Work task: Copy out the data again, swapping every instance of "positive clicks" for "foreground clicks" and keeping everything else the same.
• • • •
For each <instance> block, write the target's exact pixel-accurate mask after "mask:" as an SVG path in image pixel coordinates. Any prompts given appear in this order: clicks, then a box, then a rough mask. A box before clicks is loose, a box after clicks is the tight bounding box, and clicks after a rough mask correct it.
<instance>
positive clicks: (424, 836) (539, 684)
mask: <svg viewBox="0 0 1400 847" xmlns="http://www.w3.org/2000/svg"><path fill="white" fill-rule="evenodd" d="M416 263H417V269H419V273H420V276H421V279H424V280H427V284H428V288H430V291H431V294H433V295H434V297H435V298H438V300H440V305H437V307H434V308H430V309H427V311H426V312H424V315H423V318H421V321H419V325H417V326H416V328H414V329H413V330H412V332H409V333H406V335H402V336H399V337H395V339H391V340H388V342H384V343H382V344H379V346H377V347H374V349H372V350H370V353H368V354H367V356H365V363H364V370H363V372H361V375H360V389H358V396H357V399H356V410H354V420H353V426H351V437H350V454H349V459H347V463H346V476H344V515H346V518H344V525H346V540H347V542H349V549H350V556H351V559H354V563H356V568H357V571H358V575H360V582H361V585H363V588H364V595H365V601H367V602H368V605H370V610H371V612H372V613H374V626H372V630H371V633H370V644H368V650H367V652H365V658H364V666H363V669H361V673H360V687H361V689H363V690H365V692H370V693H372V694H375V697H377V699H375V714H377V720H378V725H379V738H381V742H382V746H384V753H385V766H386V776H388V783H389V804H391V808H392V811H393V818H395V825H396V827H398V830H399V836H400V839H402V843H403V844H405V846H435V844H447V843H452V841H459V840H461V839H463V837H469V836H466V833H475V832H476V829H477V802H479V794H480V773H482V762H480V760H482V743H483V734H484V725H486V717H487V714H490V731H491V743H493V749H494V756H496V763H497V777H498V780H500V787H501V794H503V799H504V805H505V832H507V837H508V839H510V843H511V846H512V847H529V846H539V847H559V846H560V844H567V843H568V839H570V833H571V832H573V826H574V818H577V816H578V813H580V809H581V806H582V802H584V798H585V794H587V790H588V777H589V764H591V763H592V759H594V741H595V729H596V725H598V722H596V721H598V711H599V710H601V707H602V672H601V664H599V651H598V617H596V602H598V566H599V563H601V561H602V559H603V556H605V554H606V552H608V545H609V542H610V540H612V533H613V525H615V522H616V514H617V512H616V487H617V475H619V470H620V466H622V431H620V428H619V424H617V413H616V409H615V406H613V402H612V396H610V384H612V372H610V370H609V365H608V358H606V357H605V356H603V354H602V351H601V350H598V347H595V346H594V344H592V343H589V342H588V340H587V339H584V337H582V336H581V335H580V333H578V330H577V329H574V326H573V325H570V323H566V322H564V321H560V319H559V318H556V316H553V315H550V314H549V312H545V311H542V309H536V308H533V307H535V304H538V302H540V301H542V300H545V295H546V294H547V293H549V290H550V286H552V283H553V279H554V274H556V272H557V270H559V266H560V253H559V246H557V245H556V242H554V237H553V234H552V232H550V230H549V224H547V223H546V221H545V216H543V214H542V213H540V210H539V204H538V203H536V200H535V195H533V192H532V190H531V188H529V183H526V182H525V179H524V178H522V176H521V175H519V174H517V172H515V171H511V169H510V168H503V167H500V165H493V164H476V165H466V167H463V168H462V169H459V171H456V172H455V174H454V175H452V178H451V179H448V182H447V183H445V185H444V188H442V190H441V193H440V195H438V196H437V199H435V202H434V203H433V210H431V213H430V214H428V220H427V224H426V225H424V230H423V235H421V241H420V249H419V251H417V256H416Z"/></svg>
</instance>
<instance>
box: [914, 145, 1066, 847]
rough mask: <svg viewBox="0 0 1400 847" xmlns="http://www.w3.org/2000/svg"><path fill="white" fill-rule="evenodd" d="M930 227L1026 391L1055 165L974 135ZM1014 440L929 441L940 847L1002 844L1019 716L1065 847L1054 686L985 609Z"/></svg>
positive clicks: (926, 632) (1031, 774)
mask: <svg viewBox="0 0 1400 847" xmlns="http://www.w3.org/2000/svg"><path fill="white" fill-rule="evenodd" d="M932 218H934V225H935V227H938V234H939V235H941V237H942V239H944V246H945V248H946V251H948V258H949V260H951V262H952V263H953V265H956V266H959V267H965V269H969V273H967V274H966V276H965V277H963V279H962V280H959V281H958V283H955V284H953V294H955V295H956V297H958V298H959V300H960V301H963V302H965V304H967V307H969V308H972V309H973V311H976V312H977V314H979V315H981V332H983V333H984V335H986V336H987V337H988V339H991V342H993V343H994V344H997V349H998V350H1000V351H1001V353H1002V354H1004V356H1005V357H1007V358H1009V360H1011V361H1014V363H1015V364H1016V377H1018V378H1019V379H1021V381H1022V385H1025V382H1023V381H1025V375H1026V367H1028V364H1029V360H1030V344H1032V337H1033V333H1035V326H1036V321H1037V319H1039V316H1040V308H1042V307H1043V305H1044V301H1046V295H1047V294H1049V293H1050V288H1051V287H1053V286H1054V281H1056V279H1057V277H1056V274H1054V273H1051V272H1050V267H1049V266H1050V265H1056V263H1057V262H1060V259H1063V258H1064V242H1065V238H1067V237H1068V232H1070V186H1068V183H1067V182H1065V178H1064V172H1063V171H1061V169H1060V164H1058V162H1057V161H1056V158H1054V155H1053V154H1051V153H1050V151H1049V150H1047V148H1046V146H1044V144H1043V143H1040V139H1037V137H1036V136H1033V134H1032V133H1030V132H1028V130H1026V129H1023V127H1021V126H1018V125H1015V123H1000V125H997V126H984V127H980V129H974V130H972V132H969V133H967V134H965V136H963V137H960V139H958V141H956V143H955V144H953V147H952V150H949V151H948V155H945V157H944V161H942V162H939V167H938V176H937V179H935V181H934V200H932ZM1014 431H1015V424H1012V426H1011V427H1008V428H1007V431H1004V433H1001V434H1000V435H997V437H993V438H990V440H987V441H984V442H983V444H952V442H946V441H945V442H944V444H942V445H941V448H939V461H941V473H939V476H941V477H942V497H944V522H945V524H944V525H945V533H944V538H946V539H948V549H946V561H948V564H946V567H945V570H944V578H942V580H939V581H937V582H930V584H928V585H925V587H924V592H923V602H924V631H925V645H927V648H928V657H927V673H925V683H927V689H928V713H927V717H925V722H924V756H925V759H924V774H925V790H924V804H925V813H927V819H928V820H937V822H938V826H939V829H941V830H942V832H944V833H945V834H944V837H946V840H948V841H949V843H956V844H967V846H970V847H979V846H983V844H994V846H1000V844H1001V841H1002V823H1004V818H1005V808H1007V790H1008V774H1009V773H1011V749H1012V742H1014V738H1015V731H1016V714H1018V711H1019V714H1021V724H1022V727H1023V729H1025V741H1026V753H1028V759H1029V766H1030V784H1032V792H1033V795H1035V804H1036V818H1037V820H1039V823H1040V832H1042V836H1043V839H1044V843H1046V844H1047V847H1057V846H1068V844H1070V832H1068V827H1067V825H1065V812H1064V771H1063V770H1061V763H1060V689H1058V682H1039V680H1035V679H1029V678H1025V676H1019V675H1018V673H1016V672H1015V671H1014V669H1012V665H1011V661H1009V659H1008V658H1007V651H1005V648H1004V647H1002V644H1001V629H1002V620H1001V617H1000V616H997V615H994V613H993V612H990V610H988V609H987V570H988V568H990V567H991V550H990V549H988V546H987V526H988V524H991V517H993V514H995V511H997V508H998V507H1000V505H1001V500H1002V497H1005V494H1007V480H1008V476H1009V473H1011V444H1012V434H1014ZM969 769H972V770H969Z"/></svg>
• • • •
Solution below:
For each <instance> block, write the target's exact pixel-accurate mask after "mask:" as an SVG path in image pixel coordinates. Any prompts given appear in this order: clicks, then a box, then a rough mask. A box before clicks is loose, a box after clicks is the tight bounding box, and clicks after a rough mask correct it.
<instance>
foreground clicks: (424, 836) (539, 684)
mask: <svg viewBox="0 0 1400 847" xmlns="http://www.w3.org/2000/svg"><path fill="white" fill-rule="evenodd" d="M416 263H417V269H419V273H420V276H421V279H424V280H427V284H428V288H430V291H431V294H433V295H434V297H435V298H438V300H440V305H437V307H434V308H430V309H427V311H426V312H424V315H423V318H421V321H419V325H417V326H416V328H414V329H413V330H412V332H409V333H406V335H402V336H399V337H395V339H391V340H388V342H384V343H382V344H379V346H377V347H374V349H372V350H370V353H368V354H367V356H365V363H364V370H363V372H361V375H360V389H358V396H357V399H356V410H354V420H353V426H351V437H350V454H349V459H347V463H346V476H344V515H346V518H344V525H346V540H347V542H349V549H350V556H351V559H354V563H356V568H357V571H358V575H360V582H361V585H363V588H364V595H365V601H367V602H368V605H370V610H371V612H372V613H374V626H372V630H371V633H370V644H368V650H367V652H365V658H364V666H363V669H361V673H360V687H361V689H363V690H365V692H370V693H372V694H375V697H377V699H375V714H377V720H378V725H379V738H381V742H382V746H384V753H385V766H386V776H388V783H389V804H391V808H392V811H393V818H395V825H396V827H398V830H399V836H400V839H402V843H403V844H405V846H435V844H447V843H452V841H459V840H461V839H463V837H469V836H466V833H475V832H476V829H477V802H479V794H480V773H482V762H480V760H482V743H483V734H484V725H486V717H487V714H490V731H491V743H493V749H494V756H496V763H497V777H498V780H500V787H501V794H503V799H504V805H505V832H507V837H508V839H510V843H511V846H512V847H529V846H539V847H559V846H560V844H567V843H568V839H570V833H571V832H573V826H574V818H577V816H578V813H580V809H581V806H582V802H584V798H585V794H587V790H588V777H589V764H591V763H592V759H594V741H595V729H596V725H598V722H596V721H598V711H599V710H601V707H602V672H601V664H599V651H598V617H596V602H598V566H599V563H601V561H602V559H603V556H605V554H606V552H608V545H609V542H610V540H612V533H613V525H615V522H616V514H617V512H616V487H617V475H619V470H620V466H622V431H620V428H619V424H617V413H616V409H615V406H613V402H612V396H610V384H612V372H610V370H609V365H608V358H606V357H605V356H603V354H602V351H601V350H598V347H595V346H594V344H592V343H589V342H588V340H587V339H584V337H582V336H581V335H580V333H578V330H577V329H574V326H573V325H570V323H566V322H564V321H560V319H559V318H556V316H553V315H550V314H549V312H545V311H542V309H536V308H533V307H535V304H538V302H540V301H542V300H545V295H546V294H547V293H549V290H550V286H552V283H553V279H554V274H556V272H557V270H559V266H560V253H559V246H557V245H556V242H554V237H553V234H552V232H550V230H549V224H547V223H546V221H545V216H543V214H542V213H540V210H539V204H538V203H536V200H535V195H533V192H532V190H531V188H529V183H526V182H525V179H524V178H522V176H521V175H519V174H517V172H515V171H511V169H510V168H503V167H500V165H493V164H476V165H466V167H463V168H462V169H459V171H456V172H455V174H454V175H452V178H451V179H448V182H447V183H445V185H444V188H442V190H441V193H440V195H438V196H437V199H435V202H434V203H433V210H431V213H430V214H428V220H427V224H426V225H424V230H423V235H421V241H420V249H419V251H417V256H416Z"/></svg>
</instance>
<instance>
box: [914, 145, 1066, 847]
rough mask: <svg viewBox="0 0 1400 847" xmlns="http://www.w3.org/2000/svg"><path fill="white" fill-rule="evenodd" d="M930 227L1026 391L1055 165L974 135ZM1014 440L929 441L940 847L1002 844L1019 716L1065 847L1054 686L985 609Z"/></svg>
foreground clicks: (926, 632) (1031, 774)
mask: <svg viewBox="0 0 1400 847" xmlns="http://www.w3.org/2000/svg"><path fill="white" fill-rule="evenodd" d="M932 218H934V225H935V227H938V234H939V235H941V237H942V239H944V246H945V248H946V251H948V258H949V260H951V262H952V263H953V265H956V266H959V267H965V269H969V273H967V274H966V276H965V277H963V279H962V280H959V281H958V283H955V284H953V294H955V295H956V297H958V298H959V300H960V301H963V302H965V304H967V307H969V308H972V309H973V311H976V312H977V314H979V315H981V332H983V333H984V335H986V336H987V337H988V339H991V342H993V343H994V344H997V349H998V350H1000V351H1001V353H1002V354H1004V356H1005V357H1007V358H1009V360H1011V361H1014V363H1015V364H1016V377H1018V378H1019V379H1021V381H1022V385H1025V382H1023V381H1025V375H1026V367H1028V364H1029V360H1030V344H1032V337H1033V333H1035V326H1036V321H1037V319H1039V316H1040V308H1042V307H1043V305H1044V301H1046V295H1047V294H1049V293H1050V288H1051V287H1053V286H1054V281H1056V279H1057V277H1056V274H1054V273H1051V272H1050V267H1049V266H1050V265H1056V263H1057V262H1060V259H1063V258H1064V242H1065V238H1067V237H1068V232H1070V186H1068V183H1067V182H1065V178H1064V172H1063V171H1061V169H1060V164H1058V162H1057V161H1056V158H1054V155H1053V154H1051V153H1050V151H1049V150H1047V148H1046V146H1044V144H1043V143H1040V139H1037V137H1036V136H1033V134H1032V133H1030V132H1028V130H1026V129H1023V127H1021V126H1018V125H1015V123H1000V125H997V126H984V127H980V129H974V130H972V132H969V133H967V134H965V136H963V137H960V139H958V141H956V143H955V144H953V147H952V150H949V151H948V155H945V157H944V161H942V162H939V167H938V176H937V179H935V181H934V200H932ZM1014 431H1015V424H1012V426H1011V427H1008V428H1007V431H1004V433H1001V434H1000V435H997V437H993V438H990V440H987V441H984V442H983V444H952V442H946V441H945V442H944V444H942V445H941V448H939V461H941V473H939V476H941V477H942V497H944V522H945V524H944V525H945V533H944V538H946V539H948V549H946V561H948V564H946V567H945V570H944V578H942V580H939V581H937V582H930V584H928V585H925V587H924V592H923V602H924V631H925V645H927V648H928V657H927V673H925V683H927V689H928V713H927V717H925V722H924V756H925V759H924V774H925V790H924V804H925V813H927V819H928V820H937V822H938V826H939V829H941V830H942V832H944V833H945V834H944V837H946V840H948V841H949V843H956V844H967V846H970V847H979V846H983V844H994V846H1000V844H1001V841H1002V823H1004V818H1005V808H1007V790H1008V774H1009V773H1011V749H1012V742H1014V738H1015V731H1016V714H1018V711H1019V714H1021V724H1022V727H1023V729H1025V741H1026V753H1028V759H1029V766H1030V784H1032V792H1033V795H1035V804H1036V818H1037V820H1039V823H1040V832H1042V836H1043V839H1044V843H1046V844H1047V847H1057V846H1068V844H1070V832H1068V827H1067V825H1065V812H1064V771H1063V770H1061V763H1060V689H1058V682H1039V680H1035V679H1029V678H1025V676H1019V675H1018V673H1016V672H1015V671H1014V669H1012V665H1011V661H1009V659H1008V658H1007V651H1005V648H1004V647H1002V644H1001V629H1002V620H1001V617H1000V616H997V615H994V613H993V612H990V610H988V609H987V570H988V568H990V567H991V550H990V549H988V546H987V526H988V524H991V517H993V514H995V511H997V508H998V507H1000V505H1001V500H1002V497H1005V494H1007V480H1008V476H1009V473H1011V444H1012V434H1014ZM969 769H972V770H969Z"/></svg>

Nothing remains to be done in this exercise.